[Records contained in a dataset]
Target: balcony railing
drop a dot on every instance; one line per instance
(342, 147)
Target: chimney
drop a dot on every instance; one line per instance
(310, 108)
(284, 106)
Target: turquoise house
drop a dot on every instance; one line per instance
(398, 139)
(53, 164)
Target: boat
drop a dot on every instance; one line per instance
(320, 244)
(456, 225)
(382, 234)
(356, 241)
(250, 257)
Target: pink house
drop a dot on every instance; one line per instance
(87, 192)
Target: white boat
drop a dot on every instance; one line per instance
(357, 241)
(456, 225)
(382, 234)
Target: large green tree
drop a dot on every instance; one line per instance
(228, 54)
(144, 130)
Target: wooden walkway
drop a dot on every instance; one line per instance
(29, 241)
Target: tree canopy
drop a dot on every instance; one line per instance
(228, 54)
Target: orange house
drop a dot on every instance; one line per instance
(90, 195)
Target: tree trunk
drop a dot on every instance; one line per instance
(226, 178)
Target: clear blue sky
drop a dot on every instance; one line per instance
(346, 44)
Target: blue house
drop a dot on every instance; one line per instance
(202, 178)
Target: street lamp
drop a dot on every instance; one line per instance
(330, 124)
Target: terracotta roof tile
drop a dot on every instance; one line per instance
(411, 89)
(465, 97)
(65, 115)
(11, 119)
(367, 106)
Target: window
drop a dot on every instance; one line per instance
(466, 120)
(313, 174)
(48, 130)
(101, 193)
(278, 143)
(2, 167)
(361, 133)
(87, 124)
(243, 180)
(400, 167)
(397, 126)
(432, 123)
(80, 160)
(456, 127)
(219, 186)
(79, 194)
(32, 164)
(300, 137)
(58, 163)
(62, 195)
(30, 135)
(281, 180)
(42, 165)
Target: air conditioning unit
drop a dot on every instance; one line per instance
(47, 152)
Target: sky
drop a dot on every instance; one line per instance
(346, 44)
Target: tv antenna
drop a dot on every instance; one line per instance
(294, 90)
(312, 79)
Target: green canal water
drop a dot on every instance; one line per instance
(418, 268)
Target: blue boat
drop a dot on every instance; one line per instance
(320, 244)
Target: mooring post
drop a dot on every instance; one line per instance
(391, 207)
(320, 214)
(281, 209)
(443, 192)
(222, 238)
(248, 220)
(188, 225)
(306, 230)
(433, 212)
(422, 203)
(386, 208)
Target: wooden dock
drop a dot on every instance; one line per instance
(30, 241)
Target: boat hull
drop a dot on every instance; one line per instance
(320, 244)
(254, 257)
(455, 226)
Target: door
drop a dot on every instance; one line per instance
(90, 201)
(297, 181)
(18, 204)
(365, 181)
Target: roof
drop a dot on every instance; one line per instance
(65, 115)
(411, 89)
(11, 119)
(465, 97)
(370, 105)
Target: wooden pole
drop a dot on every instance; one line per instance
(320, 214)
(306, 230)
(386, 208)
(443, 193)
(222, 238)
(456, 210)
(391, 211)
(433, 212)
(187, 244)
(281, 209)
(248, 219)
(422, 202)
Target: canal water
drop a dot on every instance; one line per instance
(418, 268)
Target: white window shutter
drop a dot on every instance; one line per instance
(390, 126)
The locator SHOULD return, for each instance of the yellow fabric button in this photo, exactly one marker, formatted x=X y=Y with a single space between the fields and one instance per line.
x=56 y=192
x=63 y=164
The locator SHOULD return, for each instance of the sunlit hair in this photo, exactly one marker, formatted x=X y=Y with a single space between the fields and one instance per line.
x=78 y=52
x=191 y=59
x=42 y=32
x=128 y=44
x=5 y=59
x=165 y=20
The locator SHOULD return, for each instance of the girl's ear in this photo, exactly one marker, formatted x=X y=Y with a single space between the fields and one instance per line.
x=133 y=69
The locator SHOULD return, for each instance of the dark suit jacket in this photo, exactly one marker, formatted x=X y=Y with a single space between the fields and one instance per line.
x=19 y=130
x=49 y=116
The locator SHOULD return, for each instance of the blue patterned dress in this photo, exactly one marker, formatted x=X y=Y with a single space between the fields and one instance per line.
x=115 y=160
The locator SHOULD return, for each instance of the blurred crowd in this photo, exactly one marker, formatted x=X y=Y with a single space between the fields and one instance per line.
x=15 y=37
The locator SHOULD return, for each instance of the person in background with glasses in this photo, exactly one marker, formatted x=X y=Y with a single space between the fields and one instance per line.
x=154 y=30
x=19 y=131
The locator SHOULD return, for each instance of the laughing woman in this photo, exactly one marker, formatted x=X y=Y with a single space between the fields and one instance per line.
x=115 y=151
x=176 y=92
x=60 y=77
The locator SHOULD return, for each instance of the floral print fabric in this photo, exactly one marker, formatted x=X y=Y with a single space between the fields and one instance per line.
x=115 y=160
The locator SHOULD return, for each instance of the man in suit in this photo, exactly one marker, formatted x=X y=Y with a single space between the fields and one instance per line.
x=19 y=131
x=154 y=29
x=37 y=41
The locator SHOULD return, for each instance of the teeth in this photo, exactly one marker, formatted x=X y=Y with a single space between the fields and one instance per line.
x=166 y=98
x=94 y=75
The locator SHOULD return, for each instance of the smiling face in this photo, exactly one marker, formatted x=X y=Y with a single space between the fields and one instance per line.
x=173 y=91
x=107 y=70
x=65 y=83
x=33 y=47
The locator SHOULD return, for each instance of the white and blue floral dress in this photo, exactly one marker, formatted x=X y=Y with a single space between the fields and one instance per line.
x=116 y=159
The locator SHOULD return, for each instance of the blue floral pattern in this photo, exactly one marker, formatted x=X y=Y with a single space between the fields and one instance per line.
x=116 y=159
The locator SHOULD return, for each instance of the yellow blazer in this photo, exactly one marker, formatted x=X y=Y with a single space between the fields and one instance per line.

[YOUR OBJECTIVE]
Scan the entries above for the word "window". Report the lines that hold it.

[ANSWER TO THIS TASK]
Target: window
Target: white window shutter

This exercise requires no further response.